[Position annotation records]
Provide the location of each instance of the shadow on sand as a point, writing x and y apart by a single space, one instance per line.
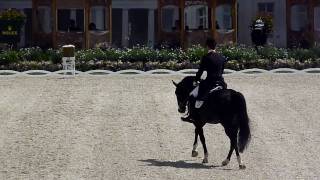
180 164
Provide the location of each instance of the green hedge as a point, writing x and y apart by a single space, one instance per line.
144 58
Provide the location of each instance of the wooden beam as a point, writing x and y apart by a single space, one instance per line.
34 20
110 21
182 30
159 20
234 20
213 18
54 17
87 15
288 19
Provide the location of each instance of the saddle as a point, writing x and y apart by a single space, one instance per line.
198 103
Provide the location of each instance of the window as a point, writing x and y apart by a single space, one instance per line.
98 18
266 8
44 19
224 17
299 17
203 17
317 18
170 18
71 20
196 17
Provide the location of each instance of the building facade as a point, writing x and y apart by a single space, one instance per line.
126 23
296 22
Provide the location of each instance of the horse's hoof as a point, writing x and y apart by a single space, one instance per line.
242 166
205 160
225 162
194 153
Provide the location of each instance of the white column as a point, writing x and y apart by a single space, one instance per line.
151 27
125 27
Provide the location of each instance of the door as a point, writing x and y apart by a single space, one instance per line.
138 27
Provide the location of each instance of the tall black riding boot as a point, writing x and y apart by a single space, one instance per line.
190 117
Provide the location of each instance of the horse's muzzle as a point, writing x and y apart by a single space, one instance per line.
182 109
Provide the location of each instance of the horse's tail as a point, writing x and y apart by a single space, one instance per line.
244 122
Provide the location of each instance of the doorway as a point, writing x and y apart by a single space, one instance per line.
138 27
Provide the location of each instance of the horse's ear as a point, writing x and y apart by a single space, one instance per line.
174 83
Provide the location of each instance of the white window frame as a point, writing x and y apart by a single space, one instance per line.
300 19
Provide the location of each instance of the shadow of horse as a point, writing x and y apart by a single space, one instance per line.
179 164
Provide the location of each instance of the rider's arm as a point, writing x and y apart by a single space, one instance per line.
201 69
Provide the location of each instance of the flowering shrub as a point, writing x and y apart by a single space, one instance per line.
12 14
144 58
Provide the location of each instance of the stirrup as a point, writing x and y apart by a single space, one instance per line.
198 104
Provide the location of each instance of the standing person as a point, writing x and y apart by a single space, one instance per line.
213 64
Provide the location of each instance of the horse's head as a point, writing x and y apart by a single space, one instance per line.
183 90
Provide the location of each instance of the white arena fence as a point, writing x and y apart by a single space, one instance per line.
159 72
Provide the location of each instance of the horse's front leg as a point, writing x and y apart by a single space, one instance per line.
203 141
195 144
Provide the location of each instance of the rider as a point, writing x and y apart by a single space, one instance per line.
213 63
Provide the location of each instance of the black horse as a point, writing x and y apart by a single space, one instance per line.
226 107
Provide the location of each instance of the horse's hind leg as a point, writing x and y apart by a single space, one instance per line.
195 144
233 139
232 134
241 166
203 142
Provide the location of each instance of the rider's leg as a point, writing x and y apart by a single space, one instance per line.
191 110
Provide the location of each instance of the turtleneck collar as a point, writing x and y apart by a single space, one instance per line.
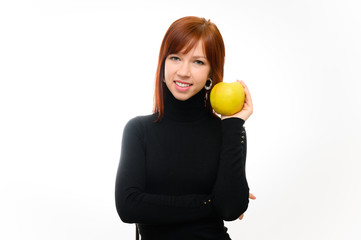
189 110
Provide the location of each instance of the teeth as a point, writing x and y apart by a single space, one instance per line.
182 84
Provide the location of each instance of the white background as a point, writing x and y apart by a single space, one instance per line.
74 72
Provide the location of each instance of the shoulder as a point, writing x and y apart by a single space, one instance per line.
139 123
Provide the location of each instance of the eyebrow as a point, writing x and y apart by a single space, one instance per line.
199 57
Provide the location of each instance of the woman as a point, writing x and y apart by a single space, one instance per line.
182 169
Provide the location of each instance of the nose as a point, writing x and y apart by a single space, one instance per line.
184 70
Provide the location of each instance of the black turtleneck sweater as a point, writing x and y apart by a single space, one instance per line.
179 178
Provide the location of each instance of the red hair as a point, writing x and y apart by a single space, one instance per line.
184 34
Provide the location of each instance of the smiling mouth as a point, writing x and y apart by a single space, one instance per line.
180 84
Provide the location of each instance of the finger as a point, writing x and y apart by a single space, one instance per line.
251 196
248 98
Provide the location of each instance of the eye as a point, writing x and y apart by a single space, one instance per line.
174 58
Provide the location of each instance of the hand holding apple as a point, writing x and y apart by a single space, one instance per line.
239 106
227 98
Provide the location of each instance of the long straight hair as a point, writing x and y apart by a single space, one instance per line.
183 35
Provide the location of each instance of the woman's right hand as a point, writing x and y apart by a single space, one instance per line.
251 196
247 109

- [Instruction] Copy all of the material above word for word, leaving out the pictures.

- [Problem solution]
Provide the location of each instance of the shadow on sand as a point, writing x and y apart by a single space, one instance per line.
180 164
Provide the location of each instance of the green hedge as a point, writing x and y apart by a single space, one instance per line.
144 58
Provide the location of each instance of the wooden beam as a point, writing x and y apart by a single space, one instance per line.
34 20
110 21
182 30
159 20
234 20
213 18
54 17
87 15
288 19
Provide the location of each instance of the saddle as a point, writing x and y apart by a single space, one instance per line.
198 103
Provide the location of each instance of the window as a point, writing x and y apart by a single space, one instance per line.
98 18
266 8
44 19
224 17
299 17
203 17
317 18
170 18
71 20
196 17
Provide the location of each instance of the building facade as a point, writing x and y apart by a single space, one instance per line.
126 23
296 22
Provide the location of each instance of the horse's hoof as a point, writing x and y apart by a single space, one instance per line.
242 166
205 160
225 162
194 153
Provide the location of each instance of the white column as a point, writing x and y apart by a single space, one instance per line.
151 27
125 27
Provide the location of each instance of the door as a point, writing x and y apart by a single space, one instance per line.
138 27
Provide the location of each instance of the tall black riding boot as a point, writing x and y apart by a single space, one instance per line.
190 117
Provide the location of each instance of the horse's muzzle as a point, writing x and y apart by a single space, one instance per line.
182 109
Provide the location of each instance of the horse's tail as a point, writing x and y apart by a single space, one instance per line.
244 122
Provide the location of each instance of the doorway as a point, writing x and y apart by a single space, one instance per line.
138 27
Provide the location of each instance of the horse's ear as a point, writing x and y apart by a single space, one instance per line.
174 83
Provide the location of each instance of the white window frame as a point, writing x and y apart by a single space, one instance per line.
300 19
Provide the location of each instance of the shadow of horse as a point, writing x and y apart by a single space, one instance per line.
179 164
Provide the location of each instance of the rider's arm as a point, writing x and y apart by a single space, one instance per line.
201 69
Provide the location of each instance of the flowering shrub as a point, writing x and y apart by a single space, one instance per line.
12 14
144 58
Provide the location of each instance of the stirrup as a point, writing x and y apart by a single space, one instance per line.
198 104
Provide the location of each instance of the standing person as a point, writing x and y apart by a single space, one instance per line.
213 64
Provide the location of each instance of the horse's head as a point, writing x and y apart by a single space, one instance per line.
183 90
Provide the location of each instance of the white arena fence as a point, writing x and y apart by a single space, one instance per line.
159 72
Provide the location of each instance of the horse's front leg as a point, writing x and y apart by a single space, one instance per line.
203 141
195 144
Provide the location of each instance of the rider as a point, writing x and y apart by a single space, one instance per line.
213 63
Provide the location of each instance of the black horse as a point, writing x and y apart by a single space, one instance per line.
226 107
Provide the location of each instance of the horse's hind leg as a point, writing x and y apart by a single space, one instance per line.
195 144
233 139
232 134
241 166
203 142
Provide the location of each instance of the rider's leg as a point, writing x and y apart by a single space, one instance per line.
191 110
Provide the location of each instance of the turtleneck collar as a point, writing x and y apart by a single space, one instance per line.
189 110
Provide the location of each instance of the teeth as a point, writing x and y apart by a single space, one instance per line.
182 84
Provide the location of each instance of the white background as a point, writing x and y apart by a single space, one instance per line.
74 72
Provide the location of each instance of the shoulder as a point, writing x and y apart by a single space, one instance per line.
139 123
Provide the location of each instance of the eyebrow as a point, writing x and y apart by a single space, one instance per line.
199 57
Provide the location of each instance of the woman as a point, writing x and y apart by a single space, one instance per line.
182 169
Provide the location of each instance of the nose as a point, writing x and y apart by a single space, one instance per line.
184 70
Provide the location of each instance of the black turtleneck sweater as a point, writing x and y apart by a single space, one instance per line.
179 178
Provide the location of each instance of the red hair as a point, writing x and y apart by a single space, one instance per line.
184 34
Provide the location of each instance of the smiling mouth as a point, writing x and y apart by a single space, one instance per line.
180 84
Provide the location of each instance of the finger as a point, writing x and y apart by a single space, one instance per line.
251 196
248 98
Provide the location of each instance of the eye as a point, writing x and y apart by a single space, one instance per line.
174 58
Provide the location of each instance of the hand holding apple as a point, writing x and y apart by a single space, one instance per line.
239 106
227 98
Provide the location of each instance of the long straight hair as a point, writing x and y apart by a single space, one instance per line.
183 35
Provide the location of each instance of the woman's right hand as a point, writing x and y apart by a single space, one instance per line.
251 196
247 109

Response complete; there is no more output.